_TASK DETAILS:_ Exactly as given, output all the records that follow.

_INPUT RECORDS:_
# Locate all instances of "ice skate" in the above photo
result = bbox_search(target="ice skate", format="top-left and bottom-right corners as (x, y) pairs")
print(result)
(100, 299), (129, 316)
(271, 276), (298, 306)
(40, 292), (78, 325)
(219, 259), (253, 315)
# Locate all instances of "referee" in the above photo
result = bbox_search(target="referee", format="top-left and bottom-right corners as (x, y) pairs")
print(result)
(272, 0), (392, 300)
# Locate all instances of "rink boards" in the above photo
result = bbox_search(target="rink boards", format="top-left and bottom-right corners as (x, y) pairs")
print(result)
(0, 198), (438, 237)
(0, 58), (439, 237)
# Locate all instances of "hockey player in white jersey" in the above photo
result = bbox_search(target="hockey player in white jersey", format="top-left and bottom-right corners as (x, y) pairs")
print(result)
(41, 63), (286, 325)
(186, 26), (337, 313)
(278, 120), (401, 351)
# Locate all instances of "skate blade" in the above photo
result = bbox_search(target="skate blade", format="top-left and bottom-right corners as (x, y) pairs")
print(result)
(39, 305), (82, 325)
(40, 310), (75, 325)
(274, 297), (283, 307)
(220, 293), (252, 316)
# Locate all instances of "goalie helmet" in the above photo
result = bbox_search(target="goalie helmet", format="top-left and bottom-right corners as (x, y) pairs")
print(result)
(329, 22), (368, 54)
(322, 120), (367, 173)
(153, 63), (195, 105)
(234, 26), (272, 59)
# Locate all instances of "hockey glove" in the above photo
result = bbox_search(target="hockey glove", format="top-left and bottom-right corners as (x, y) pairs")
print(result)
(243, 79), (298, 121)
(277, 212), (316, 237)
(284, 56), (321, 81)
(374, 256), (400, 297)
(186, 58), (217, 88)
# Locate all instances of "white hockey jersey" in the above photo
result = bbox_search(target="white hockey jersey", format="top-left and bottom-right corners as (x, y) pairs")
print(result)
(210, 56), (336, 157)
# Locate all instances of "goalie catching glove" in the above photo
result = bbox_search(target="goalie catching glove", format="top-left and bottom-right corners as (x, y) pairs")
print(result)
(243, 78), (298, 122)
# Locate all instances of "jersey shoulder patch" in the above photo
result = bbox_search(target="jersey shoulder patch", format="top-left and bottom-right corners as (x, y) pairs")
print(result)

_SOLUTION TO THIS PROBLEM:_
# Locate all instances of "ice skate" in the above photo
result = bbox_search(target="ice skate", format="top-left and bottom-right corners as (x, y) pairs")
print(result)
(100, 299), (129, 316)
(271, 276), (298, 306)
(40, 292), (78, 325)
(219, 259), (253, 315)
# Locate all instances of "referee" in the above photo
result = bbox_search(target="referee", format="top-left and bottom-right corners as (x, y) pairs")
print(result)
(272, 0), (392, 300)
# Locate all instances of "rink boards" in the above photo
result = bbox_search(target="rink boards", format="top-left and bottom-right corners as (x, y) pairs")
print(result)
(0, 198), (438, 237)
(0, 58), (439, 237)
# Locate all instances of "hockey player in white jersey" in the above photo
result = bbox_search(target="hockey player in white jersey", format="top-left and bottom-right corners as (x, y) pairs")
print(result)
(41, 63), (286, 325)
(186, 26), (337, 313)
(278, 120), (401, 351)
# Locate all instances of "skate blade" in the above photo
result = bbox_search(target="skate blade", format="top-left and bottom-right corners as (x, y) pairs")
print(result)
(39, 305), (82, 325)
(40, 310), (75, 325)
(274, 297), (283, 307)
(220, 293), (252, 316)
# Locate all instances of "goalie helmet" in the above photo
result = bbox_search(target="goalie helmet", format="top-left and bottom-right corners as (x, y) pairs")
print(result)
(329, 22), (368, 54)
(322, 120), (367, 173)
(153, 63), (195, 105)
(234, 26), (272, 59)
# Locate all instances of "hockey glove" in the above photo
result = bbox_search(target="hockey glove", format="top-left and bottom-right corners as (x, y) pairs")
print(result)
(243, 79), (298, 121)
(277, 212), (316, 237)
(284, 56), (321, 81)
(374, 256), (400, 297)
(186, 58), (217, 88)
# Locate all instances of "white hockey jersey" in the above photo
result = bbox_search(target="white hockey jersey", format="top-left and bottom-right corners as (x, y) pairs")
print(result)
(210, 56), (336, 157)
# Locate all instances of "goalie catching glove" in the above photo
result = bbox_search(target="goalie catching glove", format="top-left and bottom-right corners as (x, y) pairs")
print(result)
(243, 78), (298, 122)
# Locate all instances of "jersey shoulder patch" in the above photo
result = bbox_search(target="jersey shoulder patch", format="top-left and bottom-right corners as (x, y) pairs")
print(result)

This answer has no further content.